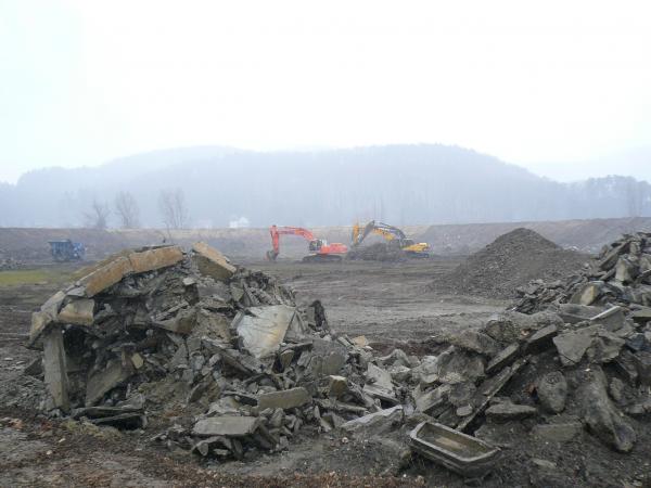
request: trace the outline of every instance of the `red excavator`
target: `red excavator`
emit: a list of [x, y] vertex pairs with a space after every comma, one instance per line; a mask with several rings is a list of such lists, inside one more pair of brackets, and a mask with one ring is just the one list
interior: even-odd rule
[[323, 239], [315, 237], [307, 229], [301, 227], [276, 227], [269, 228], [271, 234], [271, 244], [273, 249], [267, 251], [267, 259], [275, 261], [280, 254], [280, 236], [281, 235], [301, 235], [309, 242], [309, 256], [305, 256], [303, 261], [305, 262], [329, 262], [329, 261], [341, 261], [342, 256], [348, 252], [348, 247], [345, 244], [339, 242], [328, 244]]

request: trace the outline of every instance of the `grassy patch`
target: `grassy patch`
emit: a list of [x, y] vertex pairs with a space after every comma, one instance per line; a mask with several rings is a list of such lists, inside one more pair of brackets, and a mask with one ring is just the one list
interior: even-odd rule
[[71, 271], [56, 268], [0, 271], [0, 286], [21, 286], [69, 281]]

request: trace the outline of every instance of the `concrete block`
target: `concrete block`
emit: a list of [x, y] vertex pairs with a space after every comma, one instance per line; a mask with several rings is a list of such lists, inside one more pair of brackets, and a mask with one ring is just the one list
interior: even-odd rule
[[76, 325], [92, 325], [94, 300], [81, 298], [71, 301], [61, 309], [56, 321], [61, 323], [74, 323]]
[[252, 435], [260, 425], [256, 416], [221, 415], [202, 419], [192, 427], [192, 435], [200, 437]]
[[144, 273], [155, 269], [167, 268], [183, 259], [183, 252], [179, 246], [157, 247], [155, 249], [131, 253], [128, 256], [131, 268], [136, 273]]
[[212, 277], [215, 280], [227, 281], [237, 270], [226, 256], [205, 242], [195, 243], [192, 249], [195, 253], [194, 260], [202, 274]]
[[43, 369], [46, 384], [54, 407], [68, 412], [68, 378], [63, 333], [61, 326], [51, 328], [43, 334]]
[[280, 391], [271, 391], [258, 397], [258, 409], [260, 411], [271, 409], [293, 409], [301, 407], [311, 401], [311, 396], [307, 389], [302, 386], [297, 388], [283, 389]]
[[125, 275], [132, 273], [133, 267], [131, 261], [125, 256], [118, 256], [101, 266], [90, 274], [79, 280], [79, 285], [86, 290], [86, 296], [92, 298], [100, 292], [103, 292], [108, 286], [118, 283]]
[[286, 305], [250, 307], [233, 320], [242, 344], [254, 357], [265, 358], [278, 351], [296, 309]]
[[86, 385], [86, 407], [95, 404], [111, 389], [131, 376], [132, 369], [123, 365], [122, 360], [113, 359], [103, 370], [94, 372]]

*Given problem*
Reproduce the lines above word for word, but leave out the picture.

*Task result*
request: trace the outline of every instance of the `red excavator`
target: `red excavator`
emit: a list of [x, y] vertex pairs with a space after every comma, one instance per line; a mask with several rings is a list of such lists, inside one more pair of brackets, and a mask with one ring is just the one list
interior: even-odd rule
[[323, 239], [315, 237], [307, 229], [301, 227], [276, 227], [269, 228], [271, 234], [271, 244], [273, 249], [267, 251], [267, 259], [275, 261], [280, 254], [280, 236], [281, 235], [301, 235], [309, 242], [309, 256], [305, 256], [303, 261], [305, 262], [329, 262], [329, 261], [341, 261], [342, 256], [348, 252], [348, 247], [345, 244], [339, 242], [328, 244]]

request: trace the outline of every instance of the `grassy patch`
target: `grassy patch`
emit: a list of [x, y] vertex pairs with a space after every comma, one instance per line; a mask with several rings is a list of such lists, inside one more pair of brackets, and a mask with one ring is just the one list
interior: even-odd rule
[[71, 271], [56, 268], [0, 271], [0, 286], [21, 286], [69, 281]]

request: trace the outline of every instance of the `concrete block`
target: `concrete block`
emit: a list of [x, y] vertex pairs with a space after every comma, one instance per line; a mask with several rings is a list of such lists, inside one more pair of brackets, and a mask with one ring is just the one list
interior: even-odd rule
[[76, 325], [92, 325], [94, 300], [81, 298], [71, 301], [61, 309], [56, 321], [61, 323], [74, 323]]
[[252, 435], [260, 425], [256, 416], [221, 415], [202, 419], [192, 427], [192, 435], [200, 437]]
[[144, 273], [155, 269], [167, 268], [183, 259], [183, 252], [179, 246], [157, 247], [155, 249], [131, 253], [128, 256], [131, 268], [136, 273]]
[[212, 277], [215, 280], [227, 281], [237, 270], [226, 256], [205, 242], [195, 243], [192, 249], [195, 253], [194, 260], [202, 274]]
[[43, 369], [46, 384], [54, 407], [68, 412], [68, 378], [63, 333], [61, 326], [51, 328], [43, 334]]
[[280, 391], [271, 391], [258, 397], [258, 409], [260, 411], [271, 409], [293, 409], [301, 407], [311, 401], [311, 396], [307, 389], [302, 386], [297, 388], [283, 389]]
[[125, 275], [132, 273], [133, 267], [131, 261], [125, 256], [118, 256], [101, 266], [90, 274], [79, 280], [79, 285], [86, 290], [86, 296], [92, 298], [100, 292], [103, 292], [108, 286], [118, 283]]
[[286, 305], [250, 307], [233, 320], [242, 344], [254, 357], [265, 358], [278, 351], [296, 309]]
[[86, 385], [86, 407], [95, 404], [111, 389], [131, 376], [132, 369], [123, 365], [122, 360], [113, 359], [103, 370], [94, 372]]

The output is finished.